Regain de tensions entre les deux Corées sur fond de rumeurs au sujet de Kim Jong-un



 

 

 

 

Lundi 19 octobre, le ministère sud-coréen de la Défense a indiqué que des échanges de tirs avaient éclaté la veille à l’intérieur de la zone démilitarisée intercoréenne (DMZ). Selon Séoul, une patrouille nord-coréenne aurait ouvert le feu sur des militaires sud-coréens qui leur enjoignait de s’éloigner de la ligne de démarcation. Aucune victime n’a été signalée suite à ce nouvel accrochage qui confirme néanmoins le regain de tension observé ces dernières semaines sur la péninsule coréenne.

 

Vendredi 10 octobre, des unités d’artillerie de l’Armée Populaire de Corée (APC) avaient en effet  ouvert le feu en réponse à un lâcher de ballons de propagande organisé l’après-midi même depuis le sud. Selon l’état-major conjoint des forces armées sud-coréennes, ce premier incident a été suivi d’un échange de tirs de sommation qui n’a pas fait de victimes. Le mardi précédent, un bref affrontement naval avait déjà opposé 2 patrouilleurs en Mer Jaune, après le franchissement de la « Ligne de limite Nord » par un vaisseau nord-coréen.

 

Relativement usuels à proximité de la DMZ, cette succession d’incidents frontaliers est sans doute liée aux rumeurs insistantes qui se sont propagées suite à la « disparition » momentanée du leader nord-coréen Kim Jong-un. Alors qu’il occupait une place omniprésente dans les médias nord-coréens depuis son accession au pouvoir en 2011, l’agence officielle KCNA n’a fait mention d’aucune activité officielle de sa part entre le 3 septembre et le 14 octobre, date à laquelle il est réapparu muni d’une canne. Plus frappant, il n’a pas pris part au pèlerinage organisé le 10 octobre au mausolée de Kim Il-Sung et Kim Jong-Il dans le cadre des célébrations du 69ème anniversaire de la fondation de la République Populaire Démocratique de Corée (RPDC).

 

Selon des sources médiatiques officielles, cette absence prolongée aurait été provoquée par une « mauvaise condition physique » due à un « excès de travail ». Entre autres rumeurs plus ou moins fantasques (rupture de ligament opérée par un chirurgien allemand, blessure lors d’un exercice militaire, conséquences d’un excès de poids, etc.) plusieurs organisations politiques d’exilés en Corée du Sud avaient néanmoins soulevé l’hypothèse d’un coup d’Etat organisé au sein même des instances dirigeantes du Parti des Travailleurs de Corée (PTC).

 

Tout au long de cette période de six semaines, l’agence KCNA a pris soin de continuer à insister sur  le rôle de leader incontesté du régime du « maréchal » Kim Jong-un. Le gouvernement de Séoul a également minimisé la portée de telles rumeurs par la voie du porte-parole du ministère de l’Unification, Lim Byeong Cheol. De même, il faut souligner le fait que la nature secrète du régime a toujours favorisé la propagation de rumeurs concernant la santé ou la stabilité du régime de Pyongyang, principalement dans la presse sud-coréenne. L’absence de Kim Jong-un aux cérémonies d’anniversaire de la RPDC est enfin moins significative que si elle était intervenue lors d’une cérémonie grandiloquente organisée à l’occasion d’une année jubilaire.

Consigne: Mettez à jour le passage de l'article sur les tensions entre les deux Corées qui commence aux mots "Vendredi 10 octobre, des" et s'arrête après "un vaisseau nord-coréen.", en y remplaçant "patrouilleurs" par "navires".

Enregistrements:
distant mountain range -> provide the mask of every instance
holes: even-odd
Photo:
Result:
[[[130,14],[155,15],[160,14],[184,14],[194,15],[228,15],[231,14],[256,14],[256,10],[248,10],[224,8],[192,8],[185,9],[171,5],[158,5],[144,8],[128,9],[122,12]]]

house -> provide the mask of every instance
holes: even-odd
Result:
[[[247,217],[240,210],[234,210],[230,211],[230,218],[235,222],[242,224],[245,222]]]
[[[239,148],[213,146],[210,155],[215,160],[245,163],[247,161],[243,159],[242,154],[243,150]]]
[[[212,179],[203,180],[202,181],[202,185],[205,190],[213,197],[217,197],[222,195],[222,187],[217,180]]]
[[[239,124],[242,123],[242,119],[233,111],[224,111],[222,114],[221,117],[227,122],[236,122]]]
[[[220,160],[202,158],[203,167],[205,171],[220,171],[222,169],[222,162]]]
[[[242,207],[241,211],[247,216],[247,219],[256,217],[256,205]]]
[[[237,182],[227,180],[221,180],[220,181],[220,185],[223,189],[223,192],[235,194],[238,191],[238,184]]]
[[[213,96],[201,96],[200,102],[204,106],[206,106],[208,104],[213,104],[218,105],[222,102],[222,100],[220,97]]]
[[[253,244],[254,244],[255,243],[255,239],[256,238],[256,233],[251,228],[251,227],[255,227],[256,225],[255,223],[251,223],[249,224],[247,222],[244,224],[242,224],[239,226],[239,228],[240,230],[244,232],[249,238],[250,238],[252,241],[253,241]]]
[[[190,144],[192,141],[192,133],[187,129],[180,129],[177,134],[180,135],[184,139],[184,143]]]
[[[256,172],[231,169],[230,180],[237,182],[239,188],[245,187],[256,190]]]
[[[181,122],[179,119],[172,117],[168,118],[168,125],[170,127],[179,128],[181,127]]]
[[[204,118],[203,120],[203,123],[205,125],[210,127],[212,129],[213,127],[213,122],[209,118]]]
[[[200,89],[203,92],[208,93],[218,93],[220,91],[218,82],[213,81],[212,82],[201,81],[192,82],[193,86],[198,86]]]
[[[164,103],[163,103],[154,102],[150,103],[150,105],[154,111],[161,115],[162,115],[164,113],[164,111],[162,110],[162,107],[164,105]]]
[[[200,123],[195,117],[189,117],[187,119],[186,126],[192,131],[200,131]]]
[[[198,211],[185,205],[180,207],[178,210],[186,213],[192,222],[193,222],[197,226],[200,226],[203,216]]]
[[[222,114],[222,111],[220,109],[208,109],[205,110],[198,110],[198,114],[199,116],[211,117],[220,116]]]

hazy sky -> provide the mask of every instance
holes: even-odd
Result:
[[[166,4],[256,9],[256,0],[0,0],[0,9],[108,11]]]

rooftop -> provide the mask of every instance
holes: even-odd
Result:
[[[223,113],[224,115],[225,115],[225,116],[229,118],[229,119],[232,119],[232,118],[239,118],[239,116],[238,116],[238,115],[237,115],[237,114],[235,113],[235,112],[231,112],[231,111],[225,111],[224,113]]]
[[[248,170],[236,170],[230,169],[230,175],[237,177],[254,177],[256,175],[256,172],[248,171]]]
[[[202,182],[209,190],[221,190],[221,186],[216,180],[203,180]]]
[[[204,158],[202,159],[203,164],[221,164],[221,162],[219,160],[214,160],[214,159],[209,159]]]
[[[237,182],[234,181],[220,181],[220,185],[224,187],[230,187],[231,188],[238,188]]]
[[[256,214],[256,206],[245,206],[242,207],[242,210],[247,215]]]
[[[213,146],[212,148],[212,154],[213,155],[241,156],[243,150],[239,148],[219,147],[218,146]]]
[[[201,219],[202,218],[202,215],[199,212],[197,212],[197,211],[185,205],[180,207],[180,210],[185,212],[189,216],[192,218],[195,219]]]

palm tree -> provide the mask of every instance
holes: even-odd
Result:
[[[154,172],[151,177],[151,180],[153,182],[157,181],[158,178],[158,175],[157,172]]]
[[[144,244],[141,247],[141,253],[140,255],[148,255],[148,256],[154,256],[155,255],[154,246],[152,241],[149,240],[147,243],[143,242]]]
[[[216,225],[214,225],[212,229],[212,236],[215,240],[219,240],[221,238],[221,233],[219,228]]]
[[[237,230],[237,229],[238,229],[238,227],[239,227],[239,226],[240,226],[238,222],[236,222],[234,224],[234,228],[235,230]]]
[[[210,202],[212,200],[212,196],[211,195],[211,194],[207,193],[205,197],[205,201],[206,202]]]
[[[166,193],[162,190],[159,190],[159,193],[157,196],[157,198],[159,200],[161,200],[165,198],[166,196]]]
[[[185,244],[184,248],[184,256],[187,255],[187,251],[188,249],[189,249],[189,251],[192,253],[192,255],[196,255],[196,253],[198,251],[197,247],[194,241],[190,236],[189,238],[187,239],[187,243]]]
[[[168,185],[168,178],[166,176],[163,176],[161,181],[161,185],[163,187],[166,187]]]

Résultat:
Vendredi 10 octobre, des unités d’artillerie de l’Armée Populaire de Corée (APC) avaient en effet  ouvert le feu en réponse à un lâcher de ballons de propagande organisé l’après-midi même depuis le sud. Selon l’état-major conjoint des forces armées sud-coréennes, ce premier incident a été suivi d’un échange de tirs de sommation qui n’a pas fait de victimes. Le mardi précédent, un bref affrontement naval avait déjà opposé 2 navires en Mer Jaune, après le franchissement de la « Ligne de limite Nord » par un vaisseau nord-coréen.